*** Opening of Selected excerpt ***
Local program aims to support parents with young children

At a recent home visit, family empowerment coach Tashane Simpson asked Myisha Harris, a mom of three young children, what she had done for herself lately.

“I was stuck. I didn’t know how to answer the question,” said Harris, who lives in West Philadelphia. “So now we’re working on goals for me as a person, not just as a parent.”

Harris and her family participate in Kutest Kids’ Parents as Teachers (PAT) – a free program launched late last year for pregnant women or families with kids up to age 5 that facilitates parent-child interactions through home visits and monthly events.

Vonee Hill, the program’s executive director, said the PAT curriculum, which has been adopted by organizations nationwide, provides strategies for parents to understand their child’s needs. Children receive developmental screenings to make sure they are hitting benchmarks.

Hill, who previously worked as a child advocate and social worker in the city’s public defender office, views the Kutest Kids’ program as preventative. She wants her team to reach families before there’s a need for child welfare services.

“We’re not coming in to change anything that you have going on. We want to enhance what you have going on,” Hill said. “Things like mental health or finance issues or housing issues, they start to cloud what’s happening.”

The program gives out diapers, wipes, books and other supplies and refers families to outside organizations if they require further assistance. Hill said coaches consider the health of the parent and child.

Enrollment is voluntary and at no cost, and families can withdraw from the twice-a-month home visits at any time. There are no specific qualifications beyond the age of the children, and insurance is not billed.

Parents participate in Kutest Kids’ PAT for a variety of reasons, Hill said. Some want to learn to better relate to their child, while others have a child with autism or are worried about hitting developmental milestones.

Harris thought of her two-year-old daughter, who has a speech delay, when she saw a flier for the program on Instagram.

“They show many different ways to interact with her, like getting down on my knees to speak to her so she can see me talking,” she told Metro. “It’s important for her to see my lips moving so she can repeat the words later on when she needs to use them.”
Myisha Harris, whose family participates in Kutest Kids’ Parents as Teachers program, plays with her 1-year-old daughter Lillee.Jack Tomczuk

Perhaps Harris’ favorite part of the program is the regular events. This month, Kutest Kids’ PAT is hosting Valentine’s Day and Black History Month themed get-togethers for families.

PAT is a nationwide model affiliated with nonprofits and other organizations around the country. Other Philadelphia-area partners include Carson Valley Children’s Aid and the Oxford Circle Christian Community Development Corporation.

Hill was hired in September to start Kutest Kids’ PAT program after the company received a state grant to fund the work. Kutest Kids operates a for-profit early intervention therapy agency based at Kids at Play, an indoor playground that hosts birthday parties and open play times.

All three related organizations are currently based in a section of a building in East Falls; though they are moving in the spring to a larger space on Ridge Avenue in Roxborough, Hill said.

Simpson, who works with Harris’s family, and other coaches shadow Hill on home visits and undergo a two-week training through the PAT national office. Simpson told Metro that she’s begun using the techniques with her own children.

“If she’s interested in animal sounds, that’s the books that we’re using, that’s the song that we’re singing,” she said. “Children are the leaders, and we’re just there to facilitate their development.”

Hill, a mom of three, has also found herself incorporating the PAT model at home with her youngest, a two-year-old girl.

“It’s taught me to give the child space, that tantrums are natural,” she said. “But it also taught me how to prepare and prevent a tantrum.”

“When you learn positive parenting skills and how to interact better, and how to talk through different things, it’s very helpful,” Hill added.
*** Close of Selected excerpt ***
*** Opening of Supplied material ***
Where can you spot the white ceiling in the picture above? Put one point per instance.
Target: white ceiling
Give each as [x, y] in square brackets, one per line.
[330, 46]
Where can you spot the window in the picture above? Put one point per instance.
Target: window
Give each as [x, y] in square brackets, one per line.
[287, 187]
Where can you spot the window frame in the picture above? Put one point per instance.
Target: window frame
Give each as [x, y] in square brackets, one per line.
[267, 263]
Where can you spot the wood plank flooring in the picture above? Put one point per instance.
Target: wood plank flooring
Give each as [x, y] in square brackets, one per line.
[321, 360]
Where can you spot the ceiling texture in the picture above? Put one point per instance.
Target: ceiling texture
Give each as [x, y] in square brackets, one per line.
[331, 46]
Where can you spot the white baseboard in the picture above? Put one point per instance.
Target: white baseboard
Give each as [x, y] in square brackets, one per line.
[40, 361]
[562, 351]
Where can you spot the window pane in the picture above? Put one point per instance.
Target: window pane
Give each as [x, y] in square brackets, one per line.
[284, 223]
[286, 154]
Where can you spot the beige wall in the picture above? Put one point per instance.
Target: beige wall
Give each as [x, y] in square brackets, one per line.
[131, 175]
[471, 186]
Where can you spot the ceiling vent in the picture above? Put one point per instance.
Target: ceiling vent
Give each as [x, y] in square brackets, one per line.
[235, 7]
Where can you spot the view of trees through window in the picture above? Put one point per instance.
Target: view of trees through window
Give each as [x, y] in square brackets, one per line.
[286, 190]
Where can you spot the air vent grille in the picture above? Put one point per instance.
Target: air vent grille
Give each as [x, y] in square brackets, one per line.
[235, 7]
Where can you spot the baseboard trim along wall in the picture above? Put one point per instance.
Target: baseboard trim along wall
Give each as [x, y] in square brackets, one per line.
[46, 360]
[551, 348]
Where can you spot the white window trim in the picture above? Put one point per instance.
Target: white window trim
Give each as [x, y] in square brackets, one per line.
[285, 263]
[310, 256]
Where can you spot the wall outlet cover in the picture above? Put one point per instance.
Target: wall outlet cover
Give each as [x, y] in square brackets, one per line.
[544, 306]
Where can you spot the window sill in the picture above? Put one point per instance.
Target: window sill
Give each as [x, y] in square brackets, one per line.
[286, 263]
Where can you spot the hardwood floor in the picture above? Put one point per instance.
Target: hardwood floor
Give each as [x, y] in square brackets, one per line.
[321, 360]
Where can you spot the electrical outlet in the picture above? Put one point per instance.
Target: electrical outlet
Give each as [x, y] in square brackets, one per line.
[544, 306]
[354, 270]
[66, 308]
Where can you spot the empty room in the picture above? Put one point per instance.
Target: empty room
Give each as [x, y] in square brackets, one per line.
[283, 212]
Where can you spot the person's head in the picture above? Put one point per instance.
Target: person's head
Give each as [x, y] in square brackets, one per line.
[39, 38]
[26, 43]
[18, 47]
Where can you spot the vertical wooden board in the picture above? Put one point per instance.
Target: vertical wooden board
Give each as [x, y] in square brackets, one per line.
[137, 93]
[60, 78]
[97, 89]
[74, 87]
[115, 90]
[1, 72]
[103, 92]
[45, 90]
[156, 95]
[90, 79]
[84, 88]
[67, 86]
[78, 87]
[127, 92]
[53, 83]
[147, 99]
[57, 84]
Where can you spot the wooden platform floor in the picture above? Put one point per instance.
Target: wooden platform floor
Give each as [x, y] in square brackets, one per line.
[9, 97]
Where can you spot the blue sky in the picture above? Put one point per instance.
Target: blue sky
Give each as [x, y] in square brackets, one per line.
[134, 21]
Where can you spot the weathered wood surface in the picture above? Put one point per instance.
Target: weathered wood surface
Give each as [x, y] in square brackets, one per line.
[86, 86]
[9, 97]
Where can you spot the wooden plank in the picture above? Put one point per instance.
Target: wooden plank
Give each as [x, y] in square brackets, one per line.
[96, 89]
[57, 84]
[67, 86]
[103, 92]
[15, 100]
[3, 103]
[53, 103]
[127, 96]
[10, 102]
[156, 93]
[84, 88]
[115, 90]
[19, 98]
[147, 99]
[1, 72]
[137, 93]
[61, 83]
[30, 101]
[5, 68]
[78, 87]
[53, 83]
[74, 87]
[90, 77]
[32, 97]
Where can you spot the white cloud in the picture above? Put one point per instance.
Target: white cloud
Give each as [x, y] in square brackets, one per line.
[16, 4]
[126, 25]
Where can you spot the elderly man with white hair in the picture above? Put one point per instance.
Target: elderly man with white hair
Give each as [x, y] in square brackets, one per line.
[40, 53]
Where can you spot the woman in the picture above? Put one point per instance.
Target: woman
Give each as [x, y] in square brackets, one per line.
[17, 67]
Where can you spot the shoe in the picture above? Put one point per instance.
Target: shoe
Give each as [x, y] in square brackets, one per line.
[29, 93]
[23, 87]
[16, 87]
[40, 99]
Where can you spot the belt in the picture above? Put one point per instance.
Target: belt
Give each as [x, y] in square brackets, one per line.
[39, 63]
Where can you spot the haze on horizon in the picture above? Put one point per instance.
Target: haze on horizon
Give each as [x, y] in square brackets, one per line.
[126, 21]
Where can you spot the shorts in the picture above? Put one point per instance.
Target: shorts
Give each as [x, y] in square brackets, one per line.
*** Close of Supplied material ***
Questions to answer =
A - Sum up the article on the parenting program in two sentences.
B - Using the article on the parenting program, explain in one or two sentences why Harris gets down on her knees to talk to her daughter.
C - From the article on the parenting program, copy everything from "Perhaps Harris’ favorite" down to "Community Development Corporation.".
This material stands on its own and is not part of the article on the parenting program.

Answers by item =
A - Kutest Kids' Parents as Teachers is a free, voluntary program launched late last year for pregnant women and families with children up to age 5. It supports parent-child interaction through twice-a-month home visits and monthly events, gives out supplies, screens children's development, and refers families to outside help, with the aim of reaching families before child welfare services are needed.

B - She does it so her daughter, who has a speech delay, can see her lips moving as she talks. That way the girl can repeat the words later when she needs to use them.

C -
Perhaps Harris’ favorite part of the program is the regular events. This month, Kutest Kids’ PAT is hosting Valentine’s Day and Black History Month themed get-togethers for families.

PAT is a nationwide model affiliated with nonprofits and other organizations around the country. Other Philadelphia-area partners include Carson Valley Children’s Aid and the Oxford Circle Christian Community Development Corporation.